Stored data entries:
##########

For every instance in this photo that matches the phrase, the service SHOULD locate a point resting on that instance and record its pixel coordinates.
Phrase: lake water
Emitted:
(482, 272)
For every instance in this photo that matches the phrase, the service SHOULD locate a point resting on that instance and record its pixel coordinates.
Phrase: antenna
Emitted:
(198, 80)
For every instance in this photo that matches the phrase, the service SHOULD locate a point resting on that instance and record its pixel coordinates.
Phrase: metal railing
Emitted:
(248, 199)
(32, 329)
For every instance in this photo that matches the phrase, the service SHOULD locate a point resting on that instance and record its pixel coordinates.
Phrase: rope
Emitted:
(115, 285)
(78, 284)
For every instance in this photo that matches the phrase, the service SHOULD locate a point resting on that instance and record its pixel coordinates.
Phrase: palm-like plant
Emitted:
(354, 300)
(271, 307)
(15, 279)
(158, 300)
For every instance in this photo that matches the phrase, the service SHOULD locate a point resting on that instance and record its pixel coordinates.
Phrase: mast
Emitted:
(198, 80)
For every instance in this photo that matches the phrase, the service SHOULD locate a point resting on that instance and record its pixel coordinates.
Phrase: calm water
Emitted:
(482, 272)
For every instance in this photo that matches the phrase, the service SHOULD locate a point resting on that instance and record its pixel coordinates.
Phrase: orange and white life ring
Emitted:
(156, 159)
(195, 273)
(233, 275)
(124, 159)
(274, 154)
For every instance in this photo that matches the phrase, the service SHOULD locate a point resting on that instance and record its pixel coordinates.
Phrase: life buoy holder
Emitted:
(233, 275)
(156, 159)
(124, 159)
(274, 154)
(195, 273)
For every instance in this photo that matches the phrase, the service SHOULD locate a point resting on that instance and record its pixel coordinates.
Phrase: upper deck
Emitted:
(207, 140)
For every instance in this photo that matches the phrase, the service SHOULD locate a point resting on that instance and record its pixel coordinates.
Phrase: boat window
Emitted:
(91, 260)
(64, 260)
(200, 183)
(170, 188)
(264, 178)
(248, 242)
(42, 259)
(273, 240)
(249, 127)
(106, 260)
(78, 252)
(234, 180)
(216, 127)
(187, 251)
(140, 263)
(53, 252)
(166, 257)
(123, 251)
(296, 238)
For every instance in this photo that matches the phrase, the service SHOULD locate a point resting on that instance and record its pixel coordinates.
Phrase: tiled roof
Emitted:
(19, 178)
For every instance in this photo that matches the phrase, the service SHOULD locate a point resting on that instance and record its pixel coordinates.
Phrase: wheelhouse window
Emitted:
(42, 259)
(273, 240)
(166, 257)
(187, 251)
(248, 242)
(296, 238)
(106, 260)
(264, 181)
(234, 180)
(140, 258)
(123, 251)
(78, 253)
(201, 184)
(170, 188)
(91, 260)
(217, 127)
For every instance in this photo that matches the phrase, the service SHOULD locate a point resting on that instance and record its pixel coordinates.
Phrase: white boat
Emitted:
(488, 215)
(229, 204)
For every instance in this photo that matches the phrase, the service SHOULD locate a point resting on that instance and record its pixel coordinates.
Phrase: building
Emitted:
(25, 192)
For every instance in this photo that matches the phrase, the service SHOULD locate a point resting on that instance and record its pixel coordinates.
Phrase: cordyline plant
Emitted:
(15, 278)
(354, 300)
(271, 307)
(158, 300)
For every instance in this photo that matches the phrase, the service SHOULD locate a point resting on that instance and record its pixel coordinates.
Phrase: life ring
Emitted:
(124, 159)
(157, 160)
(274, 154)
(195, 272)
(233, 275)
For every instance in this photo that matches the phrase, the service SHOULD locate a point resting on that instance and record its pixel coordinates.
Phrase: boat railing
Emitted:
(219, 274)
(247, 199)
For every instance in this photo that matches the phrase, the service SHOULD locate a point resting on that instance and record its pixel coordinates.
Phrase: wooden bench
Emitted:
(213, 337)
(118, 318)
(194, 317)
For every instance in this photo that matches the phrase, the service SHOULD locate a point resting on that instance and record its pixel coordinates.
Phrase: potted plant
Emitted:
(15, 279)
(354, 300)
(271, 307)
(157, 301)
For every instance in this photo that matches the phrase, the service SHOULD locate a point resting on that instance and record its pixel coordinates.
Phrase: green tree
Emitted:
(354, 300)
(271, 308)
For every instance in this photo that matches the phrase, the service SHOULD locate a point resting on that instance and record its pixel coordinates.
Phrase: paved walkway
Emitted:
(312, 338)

##########

THE PROBLEM: Output every record without changing any wording.

TASK RESULT:
For every instance in this photo that matches the phrase, the service SHOULD locate a point resting on that instance and record its pixel coordinates.
Phrase: lake water
Emitted:
(482, 272)
For every instance in this photo that matches the phrase, the service SHOULD locate a point resting on that instance and record its pixel coordinates.
Phrase: antenna
Emitted:
(198, 80)
For every instance in this photo that matches the phrase, the service SHOULD locate a point resting on that instance and record its pixel coordinates.
Phrase: metal railing
Emitted:
(248, 199)
(32, 329)
For every instance in this photo that matches the phrase, the service SHOULD locate a point resting on that instance and record its pixel coordinates.
Phrase: rope
Emitted:
(115, 285)
(78, 284)
For every instance in this photo that matches the phrase, the service SHOULD locate a point resting on that instance and record its pixel coordinates.
Phrase: palm-like plant
Emitted:
(354, 300)
(271, 307)
(15, 279)
(158, 300)
For every instance in this photo that matches the phrase, the service SHOULD locate a point resting on that instance and record its pixel coordinates.
Phrase: mast
Emitted:
(198, 80)
For every instance in this photo that matches the phrase, the service SHOULD locate a point resting on that instance and record its pixel coordinates.
Phrase: calm water
Emitted:
(482, 272)
For every instance in this photo that matches the phrase, the service SHOULD locate a point resting on that instance and record its pixel coordinates.
Phrase: orange and white life ring
Emitted:
(156, 159)
(195, 273)
(233, 275)
(124, 159)
(274, 154)
For every instance in this photo that matches the phrase, the service SHOULD locate a point resting on that instance and record its pixel coordinates.
Phrase: life buoy holder
Emitted:
(233, 275)
(156, 159)
(124, 159)
(274, 154)
(195, 273)
For every instance in this photo that matches the phrase, the service SHOULD locate a point resting on that instance and record its pixel coordinates.
Phrase: upper deck
Emitted:
(207, 140)
For every instance in this photo that matches the phrase, the service SHOULD locate a point resting on that instance and record its pixel coordinates.
Phrase: boat window
Emitted:
(91, 260)
(64, 260)
(200, 183)
(170, 188)
(264, 178)
(248, 242)
(42, 259)
(273, 240)
(249, 127)
(106, 260)
(78, 252)
(234, 180)
(216, 127)
(187, 251)
(140, 263)
(53, 252)
(166, 257)
(123, 251)
(296, 238)
For every instance in this photo that matches the phrase, the service SHOULD locate a point resting on that instance and record its pixel coordinates.
Phrase: tiled roof
Emitted:
(19, 178)
For every instance in this photo that matches the phrase, the service SHOULD locate a point resting on that instance and record its pixel coordinates.
Phrase: wheelhouse window
Emitted:
(42, 259)
(273, 240)
(166, 257)
(187, 251)
(248, 242)
(296, 238)
(106, 260)
(264, 181)
(234, 180)
(140, 258)
(123, 251)
(78, 253)
(201, 184)
(170, 188)
(91, 260)
(217, 127)
For every instance in this photo that matches the phrase, the service SHOULD locate a point resting on that instance and record its pixel coordinates.
Phrase: white boat
Emitted:
(488, 215)
(229, 204)
For every instance in this photo that matches the phrase, the service SHOULD locate a point resting on that instance and record its pixel coordinates.
Phrase: building
Emitted:
(25, 192)
For every instance in this photo that matches the phrase, the service SHOULD locate a point resting on that instance and record its pixel coordinates.
Phrase: cordyline plant
Emitted:
(15, 278)
(354, 300)
(271, 307)
(158, 300)
For every instance in this photo that matches the phrase, the service SHOULD locate a point resting on that instance and record its pixel coordinates.
Phrase: life ring
Emitted:
(124, 159)
(157, 160)
(274, 154)
(195, 272)
(233, 275)
For every instance in this photo that matches the phrase, the service SHOULD locate a point resting on that instance and record its pixel coordinates.
Phrase: boat railing
Emitted:
(219, 274)
(247, 199)
For every instance in this photo that matches the phrase, the service SHOULD locate a point resting on that instance and record its pixel coordinates.
Phrase: wooden bench
Emitted:
(213, 337)
(118, 318)
(194, 317)
For every instance in this photo that matches the phrase, the service SHOULD locate a point resting on that instance and record its pixel coordinates.
Phrase: potted plant
Emitted:
(15, 279)
(354, 300)
(271, 307)
(157, 301)
For every instance in this photo that matches the phrase, the service SHOULD locate a point resting on that instance and record its pixel coordinates.
Phrase: green tree
Emitted:
(354, 300)
(271, 308)
For every instance in this photo that matches the phrase, the service SHOULD locate a point resting on that instance and record its pixel coordinates.
Phrase: paved walkway
Emitted:
(312, 338)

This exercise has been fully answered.